- **AUSGEWÄHLTER AUSZUG**:
════════════════════

Von Von Dietmar Mascher   23.September 2009

Lokalaugenschein in einer von mehreren Kantinen auf dem Werksgelände. Es gibt entweder Speckknödel oder Fisch mit üppiger Sauce. Menüs für vorwiegend manuell Tätige. Wer keine Vor- und/oder Nachspeise will, wird ein wenig verwundert gemustert. Es gibt Tische, die mit „Arbeitskleidung“ und mit „Straßenkleidung“ gekennzeichnet sind. Werkskantinen müssen so duften. Ein bisschen Metall, ein bisschen Schweiß, ein bisschen Fertigsauce. Maggi hat hier auf den Tischen noch seine volle Daseinsberechtigung.

Josef Stadler wünscht den meisten „Mahlzeit“, fragt, „ob eh alles passt“, nimmt das Nicken zur Kenntnis. Ein Kollege schüttelt ihm die Hand. „Meine Stimme hast du schon. Ich habe meine Wahlkarte schon abgegeben, fahre am Wochenende nach Griechenland.“

Der Arbeiterbetriebsrat Stadler kandidiert für die Linzer SPÖ bei der Gemeinderatswahl. Kampfmandat. Vorzugsstimmen-Wahlkampf. „Ich habe 1000 Hausbesuche gemacht“, sagt er. „Da bekommt man ein Gespür für die Sorgen der Leute.“

Auf dem Werksgelände findet allerdings kein Wahlkampf statt. Die voestalpine-Führung hat die Politik mit Jahresbeginn einfach ausgesperrt. Keine Politikerbesuche mehr. Kein Blauzeug und keine Helme, die angelegt werden, um im Blitzlichtgewitter der Pressefotografen bestehen zu können. Kein übermotiviertes Nicken und Händeschütteln, wenn der Hochofen erklärt wird.

════════════════════

- **ZIEL DER ÜBUNG**: Gib einen Abschnitt aus dem Auszug über die voestalpine-Kantine wortgetreu wieder. Setze bei den Worten mit „Josef Stadler wünscht“ ein und höre nach „Hochofen erklärt wird.“ auf.

- **BEREITGESTELLTES MATERIAL**:
════════════════════

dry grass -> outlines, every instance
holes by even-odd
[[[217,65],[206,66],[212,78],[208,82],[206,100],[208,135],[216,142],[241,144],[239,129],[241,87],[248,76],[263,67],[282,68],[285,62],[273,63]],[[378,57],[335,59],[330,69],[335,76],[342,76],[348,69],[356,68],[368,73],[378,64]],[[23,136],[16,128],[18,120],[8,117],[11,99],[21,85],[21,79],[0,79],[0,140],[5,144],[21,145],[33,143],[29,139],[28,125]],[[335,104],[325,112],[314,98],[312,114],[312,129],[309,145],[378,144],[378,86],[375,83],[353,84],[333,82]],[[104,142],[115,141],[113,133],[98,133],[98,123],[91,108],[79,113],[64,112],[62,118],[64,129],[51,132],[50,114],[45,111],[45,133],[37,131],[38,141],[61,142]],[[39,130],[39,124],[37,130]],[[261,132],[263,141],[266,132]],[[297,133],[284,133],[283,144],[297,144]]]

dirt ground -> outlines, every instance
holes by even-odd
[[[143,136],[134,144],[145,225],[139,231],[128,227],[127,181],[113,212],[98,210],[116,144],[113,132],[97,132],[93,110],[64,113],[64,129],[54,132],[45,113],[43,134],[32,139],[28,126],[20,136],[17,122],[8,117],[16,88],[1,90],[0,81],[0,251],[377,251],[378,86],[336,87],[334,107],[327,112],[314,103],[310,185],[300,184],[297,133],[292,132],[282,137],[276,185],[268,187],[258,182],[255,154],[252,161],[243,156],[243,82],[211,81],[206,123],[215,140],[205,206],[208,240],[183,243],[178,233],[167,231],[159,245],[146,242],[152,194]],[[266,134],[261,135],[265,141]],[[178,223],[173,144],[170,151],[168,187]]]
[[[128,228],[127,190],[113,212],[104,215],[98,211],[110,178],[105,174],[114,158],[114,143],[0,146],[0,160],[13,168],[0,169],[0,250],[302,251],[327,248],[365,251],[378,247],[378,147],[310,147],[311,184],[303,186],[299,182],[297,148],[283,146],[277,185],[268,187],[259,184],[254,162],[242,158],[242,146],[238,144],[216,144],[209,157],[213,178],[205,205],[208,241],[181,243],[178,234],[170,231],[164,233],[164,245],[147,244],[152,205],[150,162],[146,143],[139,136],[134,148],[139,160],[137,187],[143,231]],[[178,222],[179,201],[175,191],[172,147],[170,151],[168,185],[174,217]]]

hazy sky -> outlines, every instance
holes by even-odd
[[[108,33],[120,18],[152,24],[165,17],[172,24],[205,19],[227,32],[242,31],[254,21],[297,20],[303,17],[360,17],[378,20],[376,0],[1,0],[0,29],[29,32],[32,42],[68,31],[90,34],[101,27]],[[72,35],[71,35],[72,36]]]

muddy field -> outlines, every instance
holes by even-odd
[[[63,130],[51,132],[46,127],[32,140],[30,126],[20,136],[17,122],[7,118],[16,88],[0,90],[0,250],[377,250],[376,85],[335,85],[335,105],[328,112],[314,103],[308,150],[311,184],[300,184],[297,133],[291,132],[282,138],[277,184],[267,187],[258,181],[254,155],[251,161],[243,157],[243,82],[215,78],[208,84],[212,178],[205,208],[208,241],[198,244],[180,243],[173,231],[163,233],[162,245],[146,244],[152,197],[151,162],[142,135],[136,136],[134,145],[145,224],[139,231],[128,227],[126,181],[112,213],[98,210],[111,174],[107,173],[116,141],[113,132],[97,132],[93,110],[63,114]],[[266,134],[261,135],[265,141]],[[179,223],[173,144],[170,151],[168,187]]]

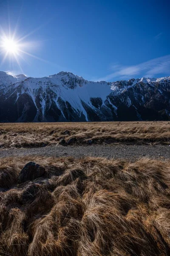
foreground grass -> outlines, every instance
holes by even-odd
[[[45,173],[19,185],[30,160]],[[170,176],[146,159],[1,158],[0,255],[169,255]]]
[[[68,132],[65,132],[68,131]],[[73,137],[78,145],[103,143],[170,143],[168,122],[0,124],[0,147],[37,147],[57,145]]]

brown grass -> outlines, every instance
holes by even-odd
[[[19,185],[30,160],[45,173]],[[0,255],[170,255],[170,172],[147,159],[1,158]]]
[[[68,130],[70,134],[63,134]],[[0,124],[0,147],[30,148],[54,145],[72,137],[78,145],[163,143],[170,142],[168,122]]]

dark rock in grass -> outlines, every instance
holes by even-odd
[[[68,140],[67,143],[67,145],[69,145],[70,144],[74,143],[76,141],[76,138],[75,137],[73,137],[71,138],[70,140]]]
[[[34,163],[27,163],[20,171],[18,178],[19,184],[27,180],[33,180],[42,176],[45,172],[44,167]]]
[[[66,144],[66,142],[65,140],[64,139],[62,139],[59,142],[59,144],[60,145],[64,145]]]
[[[5,192],[8,190],[8,189],[4,189],[4,188],[0,188],[0,192]]]
[[[65,131],[63,132],[62,132],[62,134],[65,134],[65,135],[70,135],[70,132],[68,130]]]
[[[93,140],[88,140],[87,141],[87,143],[89,145],[91,145],[93,143]]]

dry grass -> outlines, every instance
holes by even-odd
[[[65,134],[68,130],[70,134]],[[76,143],[169,143],[168,122],[0,124],[0,147],[37,147],[54,145],[62,139]]]
[[[30,160],[44,176],[17,184]],[[170,255],[170,171],[146,159],[1,158],[0,255]]]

════════════════════

- **ENDGÜLTIGE ANTWORT**:
Josef Stadler wünscht den meisten „Mahlzeit“, fragt, „ob eh alles passt“, nimmt das Nicken zur Kenntnis. Ein Kollege schüttelt ihm die Hand. „Meine Stimme hast du schon. Ich habe meine Wahlkarte schon abgegeben, fahre am Wochenende nach Griechenland.“

Der Arbeiterbetriebsrat Stadler kandidiert für die Linzer SPÖ bei der Gemeinderatswahl. Kampfmandat. Vorzugsstimmen-Wahlkampf. „Ich habe 1000 Hausbesuche gemacht“, sagt er. „Da bekommt man ein Gespür für die Sorgen der Leute.“

Auf dem Werksgelände findet allerdings kein Wahlkampf statt. Die voestalpine-Führung hat die Politik mit Jahresbeginn einfach ausgesperrt. Keine Politikerbesuche mehr. Kein Blauzeug und keine Helme, die angelegt werden, um im Blitzlichtgewitter der Pressefotografen bestehen zu können. Kein übermotiviertes Nicken und Händeschütteln, wenn der Hochofen erklärt wird.